◆ Instructions to follow:
Go through the material line by line and copy each one with the word "jacket".

◆ Stored data:
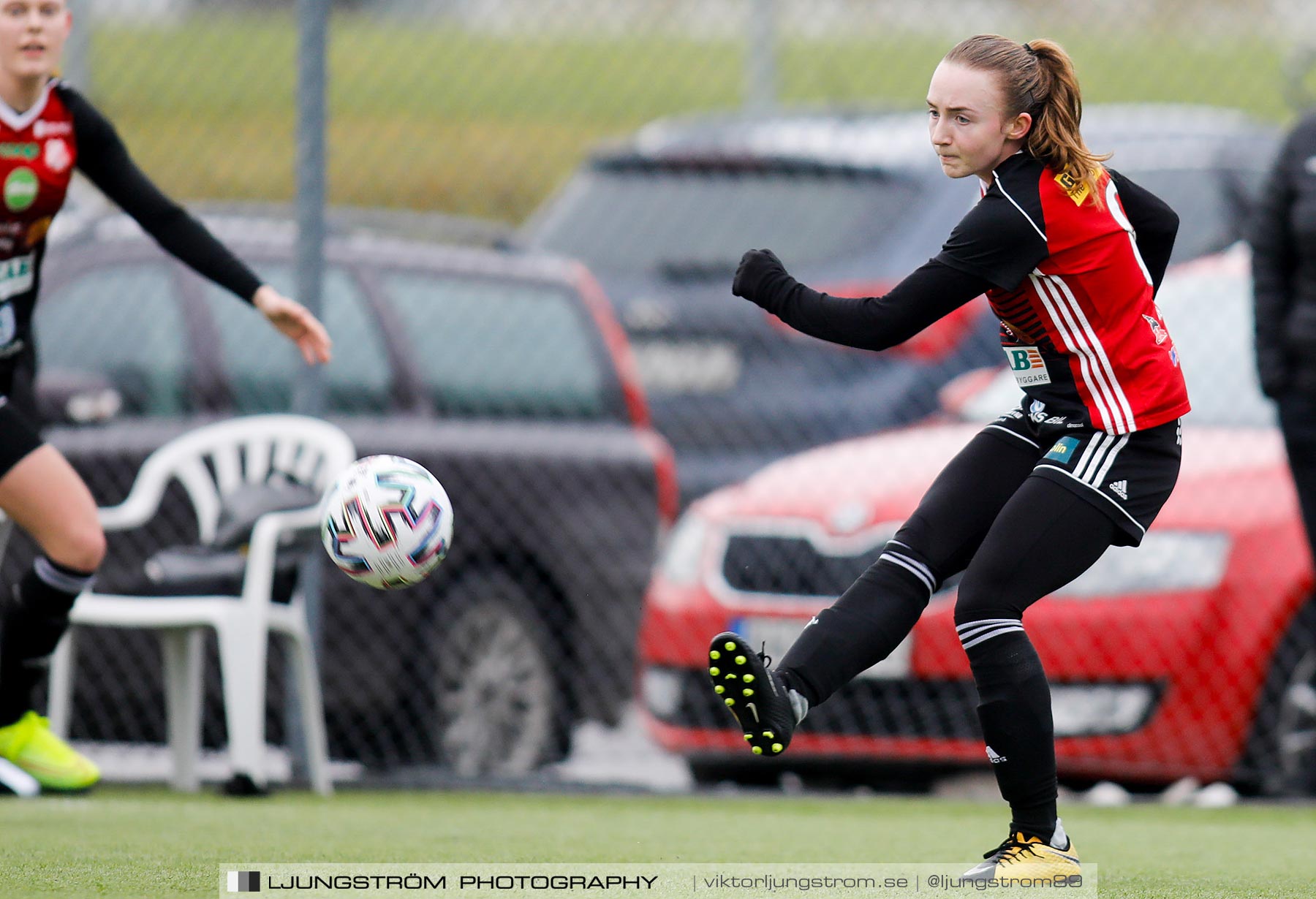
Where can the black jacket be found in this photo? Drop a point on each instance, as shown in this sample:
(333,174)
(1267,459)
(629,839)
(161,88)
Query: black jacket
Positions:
(1283,268)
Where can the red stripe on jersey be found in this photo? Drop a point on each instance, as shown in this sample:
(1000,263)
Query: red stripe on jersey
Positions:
(1094,300)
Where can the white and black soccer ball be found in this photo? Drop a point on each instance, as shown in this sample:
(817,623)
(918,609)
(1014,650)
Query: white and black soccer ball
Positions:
(386,522)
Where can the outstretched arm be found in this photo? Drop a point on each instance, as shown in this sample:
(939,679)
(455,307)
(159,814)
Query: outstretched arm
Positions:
(105,161)
(870,323)
(1154,225)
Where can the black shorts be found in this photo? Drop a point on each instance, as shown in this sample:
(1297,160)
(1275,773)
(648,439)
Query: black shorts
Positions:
(18,436)
(1128,477)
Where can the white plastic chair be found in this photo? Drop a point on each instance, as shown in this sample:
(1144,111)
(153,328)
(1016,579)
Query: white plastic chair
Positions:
(211,463)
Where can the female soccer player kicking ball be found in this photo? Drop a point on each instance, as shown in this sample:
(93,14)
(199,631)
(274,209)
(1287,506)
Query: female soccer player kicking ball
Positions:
(49,129)
(1069,254)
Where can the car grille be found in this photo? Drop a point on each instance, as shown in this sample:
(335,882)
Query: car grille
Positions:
(794,566)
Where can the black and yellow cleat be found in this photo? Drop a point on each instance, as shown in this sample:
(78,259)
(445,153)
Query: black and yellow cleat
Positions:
(1024,857)
(752,693)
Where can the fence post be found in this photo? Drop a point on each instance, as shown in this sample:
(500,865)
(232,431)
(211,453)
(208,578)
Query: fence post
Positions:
(77,62)
(309,398)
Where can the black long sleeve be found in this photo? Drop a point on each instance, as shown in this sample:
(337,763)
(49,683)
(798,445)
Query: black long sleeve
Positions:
(1154,225)
(105,159)
(870,323)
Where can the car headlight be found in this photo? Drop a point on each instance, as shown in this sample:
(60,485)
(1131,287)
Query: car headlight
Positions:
(679,562)
(1082,710)
(1168,560)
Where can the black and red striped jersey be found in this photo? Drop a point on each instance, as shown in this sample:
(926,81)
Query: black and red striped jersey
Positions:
(39,148)
(1074,295)
(1072,281)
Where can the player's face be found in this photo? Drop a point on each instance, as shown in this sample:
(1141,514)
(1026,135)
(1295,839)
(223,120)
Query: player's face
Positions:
(32,36)
(967,123)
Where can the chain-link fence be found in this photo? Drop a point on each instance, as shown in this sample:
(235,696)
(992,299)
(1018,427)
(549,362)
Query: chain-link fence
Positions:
(654,141)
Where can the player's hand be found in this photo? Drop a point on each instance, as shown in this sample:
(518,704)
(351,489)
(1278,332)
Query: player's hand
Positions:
(756,269)
(296,323)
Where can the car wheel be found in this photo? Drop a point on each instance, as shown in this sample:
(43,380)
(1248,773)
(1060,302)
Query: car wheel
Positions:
(498,700)
(1282,749)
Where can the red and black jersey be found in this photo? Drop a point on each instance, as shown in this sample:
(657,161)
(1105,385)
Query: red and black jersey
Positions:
(1072,281)
(1074,297)
(39,148)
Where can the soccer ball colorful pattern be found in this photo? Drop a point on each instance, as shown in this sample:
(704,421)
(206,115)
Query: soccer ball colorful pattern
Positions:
(386,522)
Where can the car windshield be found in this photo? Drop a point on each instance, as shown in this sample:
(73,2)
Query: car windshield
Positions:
(694,220)
(1209,314)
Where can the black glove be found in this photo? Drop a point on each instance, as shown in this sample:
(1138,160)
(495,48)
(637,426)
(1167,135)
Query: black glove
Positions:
(756,270)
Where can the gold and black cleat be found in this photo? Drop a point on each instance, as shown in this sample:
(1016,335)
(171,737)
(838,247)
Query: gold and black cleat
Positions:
(752,693)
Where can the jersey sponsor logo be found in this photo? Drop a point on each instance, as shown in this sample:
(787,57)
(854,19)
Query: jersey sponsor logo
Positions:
(58,157)
(20,189)
(19,152)
(44,128)
(16,277)
(1073,187)
(1157,330)
(1026,365)
(1064,449)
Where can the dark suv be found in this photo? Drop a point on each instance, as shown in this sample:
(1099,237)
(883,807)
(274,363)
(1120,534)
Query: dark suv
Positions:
(852,203)
(506,376)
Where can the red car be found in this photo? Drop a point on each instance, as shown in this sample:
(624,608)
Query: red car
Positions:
(1194,654)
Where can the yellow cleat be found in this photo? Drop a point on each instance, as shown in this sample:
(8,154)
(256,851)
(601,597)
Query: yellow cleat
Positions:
(1026,859)
(57,767)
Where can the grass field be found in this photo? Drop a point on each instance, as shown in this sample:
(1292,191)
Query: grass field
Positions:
(426,116)
(149,843)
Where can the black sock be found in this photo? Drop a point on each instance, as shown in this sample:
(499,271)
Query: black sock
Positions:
(1015,711)
(31,629)
(862,627)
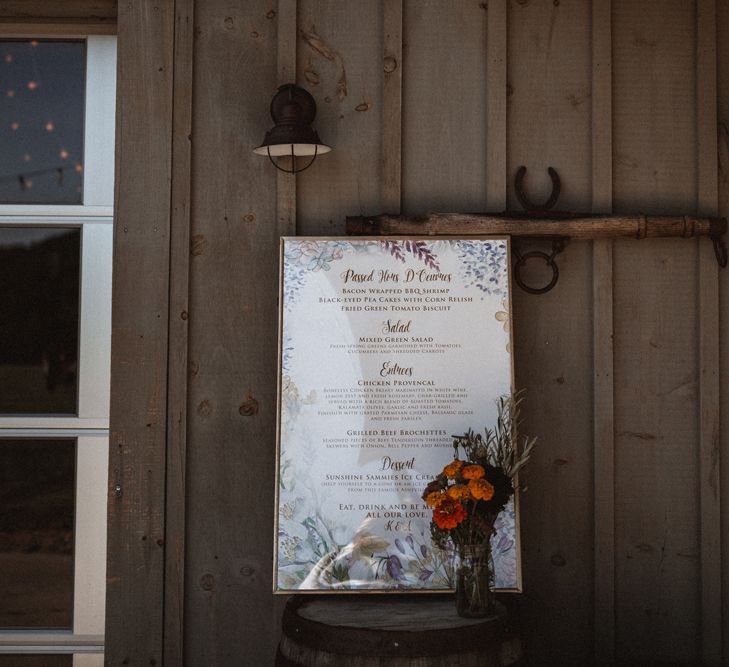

◆ Exercise response:
Where can the black jacket be found in this photo? Drop a point on each instance, as shown in this sample:
Query: black jacket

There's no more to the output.